▸ WORK TO DO
Pictures do not belong in the copy; transcribe everything else in the records exactly.
● ● ● ●
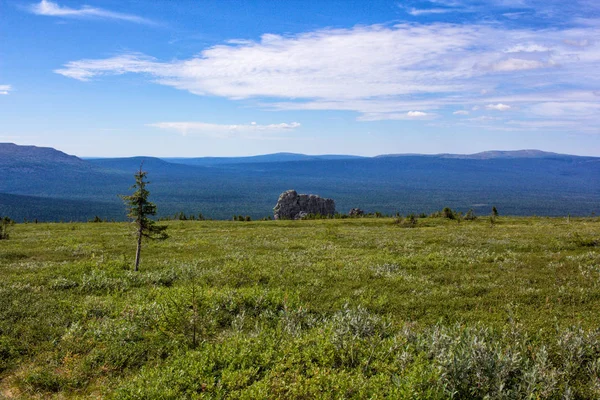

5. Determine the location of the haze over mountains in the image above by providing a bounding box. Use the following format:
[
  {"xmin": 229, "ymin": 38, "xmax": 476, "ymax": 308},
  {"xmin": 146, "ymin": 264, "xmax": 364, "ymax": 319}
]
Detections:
[{"xmin": 0, "ymin": 143, "xmax": 600, "ymax": 221}]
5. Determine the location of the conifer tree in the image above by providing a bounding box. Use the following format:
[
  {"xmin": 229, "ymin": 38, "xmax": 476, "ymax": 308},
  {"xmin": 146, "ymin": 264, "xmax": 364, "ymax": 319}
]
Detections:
[{"xmin": 121, "ymin": 163, "xmax": 168, "ymax": 271}]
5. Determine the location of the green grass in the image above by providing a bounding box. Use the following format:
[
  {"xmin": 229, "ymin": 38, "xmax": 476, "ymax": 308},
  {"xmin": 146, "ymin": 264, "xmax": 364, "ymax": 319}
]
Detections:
[{"xmin": 0, "ymin": 217, "xmax": 600, "ymax": 399}]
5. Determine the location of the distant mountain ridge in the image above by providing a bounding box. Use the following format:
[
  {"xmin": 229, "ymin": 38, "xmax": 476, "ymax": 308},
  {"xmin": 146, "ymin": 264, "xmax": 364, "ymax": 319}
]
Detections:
[
  {"xmin": 0, "ymin": 143, "xmax": 600, "ymax": 166},
  {"xmin": 0, "ymin": 143, "xmax": 600, "ymax": 221},
  {"xmin": 0, "ymin": 143, "xmax": 87, "ymax": 167},
  {"xmin": 376, "ymin": 149, "xmax": 598, "ymax": 160}
]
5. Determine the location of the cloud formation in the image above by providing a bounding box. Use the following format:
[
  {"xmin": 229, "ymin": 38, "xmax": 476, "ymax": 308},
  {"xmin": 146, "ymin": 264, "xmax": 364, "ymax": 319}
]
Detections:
[
  {"xmin": 148, "ymin": 122, "xmax": 300, "ymax": 138},
  {"xmin": 55, "ymin": 21, "xmax": 600, "ymax": 131},
  {"xmin": 485, "ymin": 103, "xmax": 512, "ymax": 111},
  {"xmin": 29, "ymin": 0, "xmax": 154, "ymax": 24}
]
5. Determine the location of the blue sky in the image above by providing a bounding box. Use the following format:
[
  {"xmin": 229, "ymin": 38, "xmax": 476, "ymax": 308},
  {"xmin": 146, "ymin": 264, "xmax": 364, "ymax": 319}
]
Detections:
[{"xmin": 0, "ymin": 0, "xmax": 600, "ymax": 157}]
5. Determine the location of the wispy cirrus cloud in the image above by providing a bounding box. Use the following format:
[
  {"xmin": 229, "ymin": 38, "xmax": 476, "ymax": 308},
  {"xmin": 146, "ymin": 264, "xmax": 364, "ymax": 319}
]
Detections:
[
  {"xmin": 28, "ymin": 0, "xmax": 155, "ymax": 25},
  {"xmin": 0, "ymin": 85, "xmax": 12, "ymax": 95},
  {"xmin": 55, "ymin": 23, "xmax": 600, "ymax": 131},
  {"xmin": 147, "ymin": 121, "xmax": 300, "ymax": 139},
  {"xmin": 407, "ymin": 8, "xmax": 457, "ymax": 17},
  {"xmin": 485, "ymin": 103, "xmax": 512, "ymax": 111}
]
● ● ● ●
▸ EXERCISE RESPONSE
5. Determine the location of the haze over mountains in the image above by providing a bounding box. Use the following format:
[
  {"xmin": 229, "ymin": 38, "xmax": 476, "ymax": 308},
  {"xmin": 146, "ymin": 264, "xmax": 364, "ymax": 319}
]
Detections:
[{"xmin": 0, "ymin": 143, "xmax": 600, "ymax": 221}]
5. Determine the location of the conifer tree in the image above by providing a bounding box. Use the following format:
[
  {"xmin": 229, "ymin": 38, "xmax": 476, "ymax": 308},
  {"xmin": 146, "ymin": 264, "xmax": 364, "ymax": 319}
]
Detections:
[{"xmin": 121, "ymin": 163, "xmax": 168, "ymax": 271}]
5. Determine the location of the green grass in the image above by providing a bounding box. Use the following format:
[
  {"xmin": 229, "ymin": 38, "xmax": 476, "ymax": 308},
  {"xmin": 146, "ymin": 264, "xmax": 364, "ymax": 319}
]
Detections:
[{"xmin": 0, "ymin": 217, "xmax": 600, "ymax": 399}]
5. Determine the location of the distant mountain ridge in the image above by providing a bounding box. Use the following format:
[
  {"xmin": 229, "ymin": 38, "xmax": 476, "ymax": 308},
  {"xmin": 146, "ymin": 264, "xmax": 364, "ymax": 319}
]
Detections:
[
  {"xmin": 0, "ymin": 143, "xmax": 600, "ymax": 166},
  {"xmin": 0, "ymin": 143, "xmax": 600, "ymax": 221},
  {"xmin": 0, "ymin": 143, "xmax": 87, "ymax": 167},
  {"xmin": 376, "ymin": 149, "xmax": 598, "ymax": 160}
]
5. Determine the location of the cloud formation in the image above by providing a bounding box. Use the following format:
[
  {"xmin": 229, "ymin": 38, "xmax": 476, "ymax": 308},
  {"xmin": 146, "ymin": 264, "xmax": 364, "ymax": 319}
]
Detections:
[
  {"xmin": 148, "ymin": 122, "xmax": 300, "ymax": 138},
  {"xmin": 55, "ymin": 21, "xmax": 600, "ymax": 131},
  {"xmin": 485, "ymin": 103, "xmax": 512, "ymax": 111},
  {"xmin": 29, "ymin": 0, "xmax": 154, "ymax": 24}
]
5. Determine the location of the blue sky in the image above by providing a bounding box. Use the following format:
[
  {"xmin": 229, "ymin": 38, "xmax": 476, "ymax": 308},
  {"xmin": 146, "ymin": 264, "xmax": 364, "ymax": 319}
]
Detections:
[{"xmin": 0, "ymin": 0, "xmax": 600, "ymax": 157}]
5. Determine the location of the wispy cirrus cloud in the image above by providing a bounding box. Use the following format:
[
  {"xmin": 229, "ymin": 38, "xmax": 476, "ymax": 308},
  {"xmin": 146, "ymin": 264, "xmax": 364, "ymax": 319}
]
Detections:
[
  {"xmin": 28, "ymin": 0, "xmax": 155, "ymax": 25},
  {"xmin": 0, "ymin": 85, "xmax": 12, "ymax": 95},
  {"xmin": 55, "ymin": 23, "xmax": 600, "ymax": 131},
  {"xmin": 147, "ymin": 121, "xmax": 300, "ymax": 139},
  {"xmin": 407, "ymin": 8, "xmax": 457, "ymax": 17},
  {"xmin": 485, "ymin": 103, "xmax": 512, "ymax": 111}
]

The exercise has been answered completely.